[Verzamelde gegevens]
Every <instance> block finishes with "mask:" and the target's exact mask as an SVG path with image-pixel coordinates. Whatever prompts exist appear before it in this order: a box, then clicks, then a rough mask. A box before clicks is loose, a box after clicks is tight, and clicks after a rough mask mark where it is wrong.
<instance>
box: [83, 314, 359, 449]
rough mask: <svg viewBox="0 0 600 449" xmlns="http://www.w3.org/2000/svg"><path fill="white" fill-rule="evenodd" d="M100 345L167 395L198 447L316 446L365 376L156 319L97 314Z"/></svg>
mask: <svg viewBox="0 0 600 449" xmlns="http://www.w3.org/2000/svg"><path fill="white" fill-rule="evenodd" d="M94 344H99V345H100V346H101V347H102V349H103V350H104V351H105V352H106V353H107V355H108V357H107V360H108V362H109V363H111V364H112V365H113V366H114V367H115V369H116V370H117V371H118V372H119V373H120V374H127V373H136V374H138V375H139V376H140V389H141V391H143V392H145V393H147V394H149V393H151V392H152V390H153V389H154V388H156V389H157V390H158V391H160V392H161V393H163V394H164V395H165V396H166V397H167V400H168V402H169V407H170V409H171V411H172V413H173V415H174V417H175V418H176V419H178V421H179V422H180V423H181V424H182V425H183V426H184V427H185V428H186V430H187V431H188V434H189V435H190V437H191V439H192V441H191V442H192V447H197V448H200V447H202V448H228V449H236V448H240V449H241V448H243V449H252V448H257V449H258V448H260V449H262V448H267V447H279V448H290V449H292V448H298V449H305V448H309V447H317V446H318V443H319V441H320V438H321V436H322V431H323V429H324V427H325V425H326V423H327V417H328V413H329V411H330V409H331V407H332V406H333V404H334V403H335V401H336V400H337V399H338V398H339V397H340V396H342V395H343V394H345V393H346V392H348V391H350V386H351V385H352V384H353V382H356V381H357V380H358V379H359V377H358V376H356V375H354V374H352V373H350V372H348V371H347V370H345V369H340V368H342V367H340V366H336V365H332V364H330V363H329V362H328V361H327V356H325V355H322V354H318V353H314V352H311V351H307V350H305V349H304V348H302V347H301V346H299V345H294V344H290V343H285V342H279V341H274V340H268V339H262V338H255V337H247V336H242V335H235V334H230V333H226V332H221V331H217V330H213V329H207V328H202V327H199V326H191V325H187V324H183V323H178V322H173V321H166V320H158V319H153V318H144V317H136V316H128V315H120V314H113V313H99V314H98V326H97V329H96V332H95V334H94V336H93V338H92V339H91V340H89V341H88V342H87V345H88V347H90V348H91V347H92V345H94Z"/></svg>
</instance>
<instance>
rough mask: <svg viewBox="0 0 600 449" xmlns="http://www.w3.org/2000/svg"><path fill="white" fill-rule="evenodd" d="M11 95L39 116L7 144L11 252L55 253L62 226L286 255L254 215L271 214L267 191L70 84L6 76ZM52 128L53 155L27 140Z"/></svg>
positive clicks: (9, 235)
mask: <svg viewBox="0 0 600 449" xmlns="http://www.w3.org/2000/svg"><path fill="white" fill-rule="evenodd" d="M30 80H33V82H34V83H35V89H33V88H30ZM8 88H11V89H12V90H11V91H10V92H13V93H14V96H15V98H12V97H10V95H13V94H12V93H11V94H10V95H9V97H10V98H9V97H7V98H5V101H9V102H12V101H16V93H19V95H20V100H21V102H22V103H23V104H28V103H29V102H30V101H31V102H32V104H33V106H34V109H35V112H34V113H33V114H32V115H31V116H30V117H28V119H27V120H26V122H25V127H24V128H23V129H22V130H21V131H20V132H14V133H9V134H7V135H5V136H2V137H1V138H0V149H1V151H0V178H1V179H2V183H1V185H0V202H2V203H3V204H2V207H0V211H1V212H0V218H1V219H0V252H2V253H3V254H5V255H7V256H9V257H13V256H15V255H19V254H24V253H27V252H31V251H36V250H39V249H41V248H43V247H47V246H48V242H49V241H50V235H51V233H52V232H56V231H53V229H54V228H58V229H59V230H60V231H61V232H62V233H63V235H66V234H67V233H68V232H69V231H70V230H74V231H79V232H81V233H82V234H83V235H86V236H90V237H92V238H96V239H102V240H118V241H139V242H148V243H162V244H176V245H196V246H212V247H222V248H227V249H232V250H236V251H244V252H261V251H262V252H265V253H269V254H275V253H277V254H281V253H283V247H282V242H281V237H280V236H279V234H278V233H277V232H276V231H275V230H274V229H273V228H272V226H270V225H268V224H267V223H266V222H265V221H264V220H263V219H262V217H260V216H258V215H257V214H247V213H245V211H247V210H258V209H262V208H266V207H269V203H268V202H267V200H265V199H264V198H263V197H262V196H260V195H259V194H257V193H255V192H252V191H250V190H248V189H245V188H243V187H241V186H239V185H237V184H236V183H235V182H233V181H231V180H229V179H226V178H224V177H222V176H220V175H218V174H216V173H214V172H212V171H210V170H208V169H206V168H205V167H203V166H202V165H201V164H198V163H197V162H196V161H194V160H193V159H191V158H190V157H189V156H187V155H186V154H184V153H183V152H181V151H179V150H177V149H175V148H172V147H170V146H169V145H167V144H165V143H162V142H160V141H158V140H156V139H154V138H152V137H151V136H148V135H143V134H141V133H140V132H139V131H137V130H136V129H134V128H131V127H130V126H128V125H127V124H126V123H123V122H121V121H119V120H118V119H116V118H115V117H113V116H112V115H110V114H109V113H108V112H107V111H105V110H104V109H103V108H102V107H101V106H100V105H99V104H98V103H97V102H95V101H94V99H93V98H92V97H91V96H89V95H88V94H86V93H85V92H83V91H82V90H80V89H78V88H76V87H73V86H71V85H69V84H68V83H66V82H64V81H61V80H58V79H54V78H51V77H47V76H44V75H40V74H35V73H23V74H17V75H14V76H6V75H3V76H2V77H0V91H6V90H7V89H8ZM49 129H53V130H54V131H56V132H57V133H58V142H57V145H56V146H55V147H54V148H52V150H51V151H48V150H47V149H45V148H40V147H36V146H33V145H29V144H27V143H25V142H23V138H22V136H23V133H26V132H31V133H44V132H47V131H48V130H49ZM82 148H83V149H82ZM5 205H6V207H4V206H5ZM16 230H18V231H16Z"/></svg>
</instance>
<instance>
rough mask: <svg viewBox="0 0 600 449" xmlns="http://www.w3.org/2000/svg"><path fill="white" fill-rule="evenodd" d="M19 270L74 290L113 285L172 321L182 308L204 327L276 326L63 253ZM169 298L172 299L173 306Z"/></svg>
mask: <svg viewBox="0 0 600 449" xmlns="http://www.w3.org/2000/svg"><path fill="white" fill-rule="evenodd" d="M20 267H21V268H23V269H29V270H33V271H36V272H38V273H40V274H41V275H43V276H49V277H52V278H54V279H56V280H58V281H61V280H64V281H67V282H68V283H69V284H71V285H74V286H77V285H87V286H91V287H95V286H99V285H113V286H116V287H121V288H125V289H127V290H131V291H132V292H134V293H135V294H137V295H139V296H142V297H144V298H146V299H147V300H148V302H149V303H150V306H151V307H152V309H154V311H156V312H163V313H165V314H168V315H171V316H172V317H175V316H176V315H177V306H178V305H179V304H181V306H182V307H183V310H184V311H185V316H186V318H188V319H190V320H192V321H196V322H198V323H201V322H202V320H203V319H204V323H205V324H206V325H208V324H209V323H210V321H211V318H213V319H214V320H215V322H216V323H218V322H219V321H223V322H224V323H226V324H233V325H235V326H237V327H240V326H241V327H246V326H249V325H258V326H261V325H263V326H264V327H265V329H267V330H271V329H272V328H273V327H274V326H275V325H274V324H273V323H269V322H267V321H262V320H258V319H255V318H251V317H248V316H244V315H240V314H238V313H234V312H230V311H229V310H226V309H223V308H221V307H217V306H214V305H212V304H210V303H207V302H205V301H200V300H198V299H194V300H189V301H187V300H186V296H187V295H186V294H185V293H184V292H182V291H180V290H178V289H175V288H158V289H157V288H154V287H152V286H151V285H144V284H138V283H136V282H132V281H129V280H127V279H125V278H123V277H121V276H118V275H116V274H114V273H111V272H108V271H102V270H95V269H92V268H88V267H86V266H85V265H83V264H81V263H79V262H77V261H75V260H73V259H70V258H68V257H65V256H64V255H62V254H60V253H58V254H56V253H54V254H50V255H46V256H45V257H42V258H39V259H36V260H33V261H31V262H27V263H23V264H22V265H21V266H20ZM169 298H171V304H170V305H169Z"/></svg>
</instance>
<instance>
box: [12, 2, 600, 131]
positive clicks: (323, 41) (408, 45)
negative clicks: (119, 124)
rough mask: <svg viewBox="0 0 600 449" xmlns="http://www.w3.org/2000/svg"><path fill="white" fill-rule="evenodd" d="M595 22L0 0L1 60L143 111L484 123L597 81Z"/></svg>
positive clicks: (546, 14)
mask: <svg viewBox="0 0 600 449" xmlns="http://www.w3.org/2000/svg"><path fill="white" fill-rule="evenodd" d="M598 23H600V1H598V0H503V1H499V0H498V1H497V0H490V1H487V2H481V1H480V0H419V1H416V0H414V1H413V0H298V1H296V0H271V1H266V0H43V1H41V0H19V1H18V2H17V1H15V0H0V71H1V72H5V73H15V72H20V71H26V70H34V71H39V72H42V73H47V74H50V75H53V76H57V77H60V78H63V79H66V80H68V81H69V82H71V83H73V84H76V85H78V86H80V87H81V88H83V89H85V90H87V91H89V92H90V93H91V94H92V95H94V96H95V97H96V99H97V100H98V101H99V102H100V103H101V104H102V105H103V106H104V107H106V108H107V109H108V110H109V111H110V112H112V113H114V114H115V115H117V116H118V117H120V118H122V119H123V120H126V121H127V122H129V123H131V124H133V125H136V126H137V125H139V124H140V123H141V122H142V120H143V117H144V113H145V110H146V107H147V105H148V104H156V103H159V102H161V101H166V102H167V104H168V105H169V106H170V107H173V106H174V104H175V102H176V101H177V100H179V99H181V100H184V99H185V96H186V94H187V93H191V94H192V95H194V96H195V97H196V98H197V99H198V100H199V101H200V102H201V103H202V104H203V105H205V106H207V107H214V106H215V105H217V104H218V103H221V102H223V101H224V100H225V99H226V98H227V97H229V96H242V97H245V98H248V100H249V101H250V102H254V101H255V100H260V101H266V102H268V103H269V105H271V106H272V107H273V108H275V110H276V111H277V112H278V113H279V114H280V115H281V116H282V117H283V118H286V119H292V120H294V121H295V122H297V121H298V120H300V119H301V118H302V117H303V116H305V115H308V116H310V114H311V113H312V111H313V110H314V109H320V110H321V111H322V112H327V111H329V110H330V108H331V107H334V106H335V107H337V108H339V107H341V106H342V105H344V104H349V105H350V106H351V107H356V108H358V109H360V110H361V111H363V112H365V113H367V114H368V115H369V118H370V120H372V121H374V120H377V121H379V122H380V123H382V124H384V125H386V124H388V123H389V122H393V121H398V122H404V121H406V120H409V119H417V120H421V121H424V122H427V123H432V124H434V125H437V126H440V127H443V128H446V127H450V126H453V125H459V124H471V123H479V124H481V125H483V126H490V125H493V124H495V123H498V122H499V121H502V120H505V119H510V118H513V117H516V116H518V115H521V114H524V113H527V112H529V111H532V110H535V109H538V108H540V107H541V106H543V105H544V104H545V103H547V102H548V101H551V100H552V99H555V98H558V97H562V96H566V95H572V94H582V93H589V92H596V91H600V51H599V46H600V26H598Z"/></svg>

*Het doel:* Toon elke regel uit de lijst waarin de string "positive" voorkomt. Hoofdletters en kleine letters tellen daarbij mee.

*Het antwoord:*
positive clicks: (9, 235)
positive clicks: (323, 41) (408, 45)
positive clicks: (546, 14)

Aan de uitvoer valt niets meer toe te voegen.